_TESTO_
******
L’inglese si può considerare ormai la lingua della globalizzazione: inevitabilmente sta influenzando i vari idiomi con i cosiddetti inglesismi o anglicismi, parole o costrutti dell’inglese che vengono importati in forma originale o adattati ad un’altra lingua.
Al fine di preservare la lingua italiana, il deputato di Fratelli D’Italia Fabio Rampelli ha avanzato una proposta di legge per limitare l’uso di termini inglesi impropri soprattutto nel settore della pubblica amministrazione. Il problema in tale ambito, però, non è tanto l’invadenza dell’inglese quanto il maltrattamento dell’italiano, il cui risultato è chiamato “burocratese”, cioè lo stile comunicativo e il linguaggio inutilmente complicato utilizzati da amministrazioni e istituzioni pubbliche nelle comunicazioni.
******
_CONTENUTO DEL DATASET_
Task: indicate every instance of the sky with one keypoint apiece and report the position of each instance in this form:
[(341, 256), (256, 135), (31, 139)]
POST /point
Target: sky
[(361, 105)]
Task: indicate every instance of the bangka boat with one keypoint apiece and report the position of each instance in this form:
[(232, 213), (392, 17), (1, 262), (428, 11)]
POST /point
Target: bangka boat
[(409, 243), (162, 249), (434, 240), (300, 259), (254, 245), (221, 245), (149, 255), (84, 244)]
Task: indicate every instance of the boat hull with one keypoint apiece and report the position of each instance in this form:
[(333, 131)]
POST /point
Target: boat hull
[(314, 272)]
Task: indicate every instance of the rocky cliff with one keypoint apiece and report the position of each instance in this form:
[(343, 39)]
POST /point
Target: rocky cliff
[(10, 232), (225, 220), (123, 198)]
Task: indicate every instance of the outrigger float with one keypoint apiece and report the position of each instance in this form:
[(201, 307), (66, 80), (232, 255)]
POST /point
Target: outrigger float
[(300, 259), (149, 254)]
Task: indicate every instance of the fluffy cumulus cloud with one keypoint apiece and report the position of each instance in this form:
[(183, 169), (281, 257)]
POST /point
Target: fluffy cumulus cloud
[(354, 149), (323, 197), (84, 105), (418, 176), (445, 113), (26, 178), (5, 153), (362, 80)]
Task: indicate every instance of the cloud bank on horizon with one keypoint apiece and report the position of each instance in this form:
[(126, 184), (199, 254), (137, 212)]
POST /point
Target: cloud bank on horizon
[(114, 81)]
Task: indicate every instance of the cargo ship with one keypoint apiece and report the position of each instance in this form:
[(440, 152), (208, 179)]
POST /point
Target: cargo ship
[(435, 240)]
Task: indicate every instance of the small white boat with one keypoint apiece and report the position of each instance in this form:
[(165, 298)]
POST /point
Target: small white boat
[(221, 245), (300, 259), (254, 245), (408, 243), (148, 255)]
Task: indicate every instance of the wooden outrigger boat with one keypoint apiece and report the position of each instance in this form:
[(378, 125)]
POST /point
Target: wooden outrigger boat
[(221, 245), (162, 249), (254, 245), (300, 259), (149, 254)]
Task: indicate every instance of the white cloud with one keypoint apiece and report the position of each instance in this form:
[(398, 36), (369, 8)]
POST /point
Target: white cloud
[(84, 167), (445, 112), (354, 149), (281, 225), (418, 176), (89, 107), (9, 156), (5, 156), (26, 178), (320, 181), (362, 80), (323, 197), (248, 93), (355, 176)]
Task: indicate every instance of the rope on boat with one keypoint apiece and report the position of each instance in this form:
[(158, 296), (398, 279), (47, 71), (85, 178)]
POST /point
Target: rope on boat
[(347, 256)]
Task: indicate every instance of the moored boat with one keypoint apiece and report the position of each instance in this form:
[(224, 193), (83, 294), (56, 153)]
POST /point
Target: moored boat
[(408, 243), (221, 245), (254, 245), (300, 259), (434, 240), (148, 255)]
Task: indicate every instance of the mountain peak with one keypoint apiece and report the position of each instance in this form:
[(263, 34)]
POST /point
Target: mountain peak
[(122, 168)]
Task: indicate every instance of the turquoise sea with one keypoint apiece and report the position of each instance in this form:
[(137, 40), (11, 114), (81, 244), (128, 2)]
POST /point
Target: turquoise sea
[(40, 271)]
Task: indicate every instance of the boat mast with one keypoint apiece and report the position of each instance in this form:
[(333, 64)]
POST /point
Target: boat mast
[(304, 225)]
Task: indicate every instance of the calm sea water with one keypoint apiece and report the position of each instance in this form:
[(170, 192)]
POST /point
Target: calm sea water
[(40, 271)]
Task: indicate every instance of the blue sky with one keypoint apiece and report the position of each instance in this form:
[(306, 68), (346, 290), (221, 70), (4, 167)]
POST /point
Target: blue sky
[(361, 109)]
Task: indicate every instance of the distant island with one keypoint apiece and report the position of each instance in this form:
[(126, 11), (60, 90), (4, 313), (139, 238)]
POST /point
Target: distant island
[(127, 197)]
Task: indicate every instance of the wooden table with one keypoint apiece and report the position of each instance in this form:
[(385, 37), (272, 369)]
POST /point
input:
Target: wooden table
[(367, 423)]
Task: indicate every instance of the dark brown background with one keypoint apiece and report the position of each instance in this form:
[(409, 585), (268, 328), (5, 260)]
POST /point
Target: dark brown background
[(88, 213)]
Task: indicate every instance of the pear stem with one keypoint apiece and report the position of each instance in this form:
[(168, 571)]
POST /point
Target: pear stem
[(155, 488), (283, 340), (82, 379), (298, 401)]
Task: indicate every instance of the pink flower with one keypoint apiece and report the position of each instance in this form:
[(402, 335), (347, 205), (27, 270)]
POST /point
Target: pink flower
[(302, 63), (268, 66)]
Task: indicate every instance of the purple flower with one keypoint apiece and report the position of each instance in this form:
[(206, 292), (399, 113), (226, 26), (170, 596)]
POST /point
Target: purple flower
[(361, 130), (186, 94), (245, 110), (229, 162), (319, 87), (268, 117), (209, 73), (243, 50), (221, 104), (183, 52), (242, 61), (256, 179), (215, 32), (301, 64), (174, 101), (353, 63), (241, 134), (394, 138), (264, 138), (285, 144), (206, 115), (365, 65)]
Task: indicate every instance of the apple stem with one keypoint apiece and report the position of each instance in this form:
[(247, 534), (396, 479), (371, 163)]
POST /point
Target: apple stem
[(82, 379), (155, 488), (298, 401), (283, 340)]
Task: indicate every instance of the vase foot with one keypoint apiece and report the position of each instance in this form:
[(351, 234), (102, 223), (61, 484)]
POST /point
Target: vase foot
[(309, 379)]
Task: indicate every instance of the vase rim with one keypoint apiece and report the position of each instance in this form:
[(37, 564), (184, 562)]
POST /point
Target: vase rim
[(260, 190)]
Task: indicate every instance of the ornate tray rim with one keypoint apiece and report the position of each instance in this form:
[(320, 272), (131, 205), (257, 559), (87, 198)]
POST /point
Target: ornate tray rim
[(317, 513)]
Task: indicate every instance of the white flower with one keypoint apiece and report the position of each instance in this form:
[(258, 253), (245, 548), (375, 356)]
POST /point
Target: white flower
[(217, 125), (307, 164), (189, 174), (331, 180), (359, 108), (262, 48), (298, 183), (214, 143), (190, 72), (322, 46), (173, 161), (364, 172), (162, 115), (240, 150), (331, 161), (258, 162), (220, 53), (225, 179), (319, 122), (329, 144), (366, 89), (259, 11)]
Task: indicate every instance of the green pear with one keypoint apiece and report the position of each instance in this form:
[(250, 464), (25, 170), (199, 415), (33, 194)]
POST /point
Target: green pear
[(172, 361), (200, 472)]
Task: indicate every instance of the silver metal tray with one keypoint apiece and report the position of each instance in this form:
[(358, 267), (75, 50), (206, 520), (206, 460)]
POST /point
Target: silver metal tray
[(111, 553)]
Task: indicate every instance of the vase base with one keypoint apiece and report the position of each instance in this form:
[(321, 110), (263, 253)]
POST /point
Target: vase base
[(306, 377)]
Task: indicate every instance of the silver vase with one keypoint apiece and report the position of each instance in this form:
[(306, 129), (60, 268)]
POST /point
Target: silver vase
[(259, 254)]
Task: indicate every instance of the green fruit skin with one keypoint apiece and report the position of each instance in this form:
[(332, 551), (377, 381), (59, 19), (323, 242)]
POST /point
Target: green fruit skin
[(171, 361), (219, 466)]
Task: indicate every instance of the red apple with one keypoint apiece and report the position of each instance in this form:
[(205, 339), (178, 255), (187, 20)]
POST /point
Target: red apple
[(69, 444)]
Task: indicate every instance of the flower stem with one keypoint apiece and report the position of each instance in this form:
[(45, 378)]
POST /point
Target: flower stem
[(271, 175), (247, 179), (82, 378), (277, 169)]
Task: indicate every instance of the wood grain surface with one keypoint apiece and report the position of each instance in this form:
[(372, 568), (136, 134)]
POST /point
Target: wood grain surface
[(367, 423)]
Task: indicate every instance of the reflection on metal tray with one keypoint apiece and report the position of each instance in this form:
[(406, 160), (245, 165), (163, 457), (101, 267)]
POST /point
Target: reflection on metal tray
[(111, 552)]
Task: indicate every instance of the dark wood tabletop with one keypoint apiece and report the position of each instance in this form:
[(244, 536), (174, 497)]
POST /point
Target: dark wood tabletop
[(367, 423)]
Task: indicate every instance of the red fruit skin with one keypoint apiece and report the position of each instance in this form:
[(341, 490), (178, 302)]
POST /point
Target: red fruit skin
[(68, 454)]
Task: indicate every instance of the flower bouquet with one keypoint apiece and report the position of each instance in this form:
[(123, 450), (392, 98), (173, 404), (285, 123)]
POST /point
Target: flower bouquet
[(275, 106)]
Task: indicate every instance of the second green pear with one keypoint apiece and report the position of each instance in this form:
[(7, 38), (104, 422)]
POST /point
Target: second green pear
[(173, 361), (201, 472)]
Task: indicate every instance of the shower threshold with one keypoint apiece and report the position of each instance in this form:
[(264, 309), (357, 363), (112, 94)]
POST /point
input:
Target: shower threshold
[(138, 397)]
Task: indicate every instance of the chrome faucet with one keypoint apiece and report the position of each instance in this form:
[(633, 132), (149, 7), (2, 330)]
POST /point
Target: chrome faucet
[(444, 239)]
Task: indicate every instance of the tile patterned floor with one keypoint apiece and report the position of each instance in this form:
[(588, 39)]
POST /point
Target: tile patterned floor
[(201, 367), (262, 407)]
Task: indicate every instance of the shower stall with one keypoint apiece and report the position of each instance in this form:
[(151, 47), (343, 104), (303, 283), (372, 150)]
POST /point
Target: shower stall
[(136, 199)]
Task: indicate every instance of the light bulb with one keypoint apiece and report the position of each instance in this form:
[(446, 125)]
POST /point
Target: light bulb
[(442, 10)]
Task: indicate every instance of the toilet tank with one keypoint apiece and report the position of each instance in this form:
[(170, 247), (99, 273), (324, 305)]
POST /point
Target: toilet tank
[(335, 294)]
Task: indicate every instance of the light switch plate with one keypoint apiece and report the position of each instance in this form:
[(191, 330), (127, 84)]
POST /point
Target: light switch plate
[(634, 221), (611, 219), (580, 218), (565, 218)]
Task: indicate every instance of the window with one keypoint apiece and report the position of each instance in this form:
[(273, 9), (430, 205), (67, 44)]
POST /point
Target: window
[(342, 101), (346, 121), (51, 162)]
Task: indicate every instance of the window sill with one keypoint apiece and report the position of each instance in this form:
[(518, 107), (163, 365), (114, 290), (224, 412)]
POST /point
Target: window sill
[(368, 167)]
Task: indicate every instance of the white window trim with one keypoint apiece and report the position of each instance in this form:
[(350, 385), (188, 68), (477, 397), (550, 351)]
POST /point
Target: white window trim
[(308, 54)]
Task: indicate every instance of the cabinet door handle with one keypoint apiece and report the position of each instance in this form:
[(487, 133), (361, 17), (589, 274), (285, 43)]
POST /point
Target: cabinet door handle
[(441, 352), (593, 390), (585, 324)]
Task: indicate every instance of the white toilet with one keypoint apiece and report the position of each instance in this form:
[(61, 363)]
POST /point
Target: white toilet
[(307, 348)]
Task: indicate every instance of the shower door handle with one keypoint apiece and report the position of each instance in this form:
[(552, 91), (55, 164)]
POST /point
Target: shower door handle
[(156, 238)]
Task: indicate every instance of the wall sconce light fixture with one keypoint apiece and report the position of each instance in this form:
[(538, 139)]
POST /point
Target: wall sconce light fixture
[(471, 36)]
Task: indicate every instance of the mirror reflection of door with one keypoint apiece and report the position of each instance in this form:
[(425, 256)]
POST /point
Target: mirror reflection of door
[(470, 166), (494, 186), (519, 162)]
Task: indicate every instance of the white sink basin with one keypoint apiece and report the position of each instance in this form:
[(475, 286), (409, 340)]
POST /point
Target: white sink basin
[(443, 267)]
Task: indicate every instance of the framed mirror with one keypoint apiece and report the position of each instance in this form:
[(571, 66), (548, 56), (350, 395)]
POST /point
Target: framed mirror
******
_COMPITI DA SVOLGERE_
**a.** Rispondi alle seguenti domande in base al testo sugli anglicismi:
(i) Come si chiamano le parole o i costrutti dell'inglese importati in un'altra lingua?
(ii) Chi ha avanzato la proposta di legge, e di quale partito è deputato?
(iii) Che nome ha lo stile comunicativo inutilmente complicato usato da amministrazioni e istituzioni pubbliche?
**b.** Stampa il passo del testo sugli anglicismi compreso tra "L’inglese si può" e "ad un’altra lingua.", estremi inclusi.
Per questo esercizio l'elenco non serve.

_SOLUZIONI DELL'ESERCIZIO_
**a.**
(i) Inglesismi o anglicismi.
(ii) Fabio Rampelli, deputato di Fratelli D'Italia.
(iii) Burocratese.

**b.**
L’inglese si può considerare ormai la lingua della globalizzazione: inevitabilmente sta influenzando i vari idiomi con i cosiddetti inglesismi o anglicismi, parole o costrutti dell’inglese che vengono importati in forma originale o adattati ad un’altra lingua.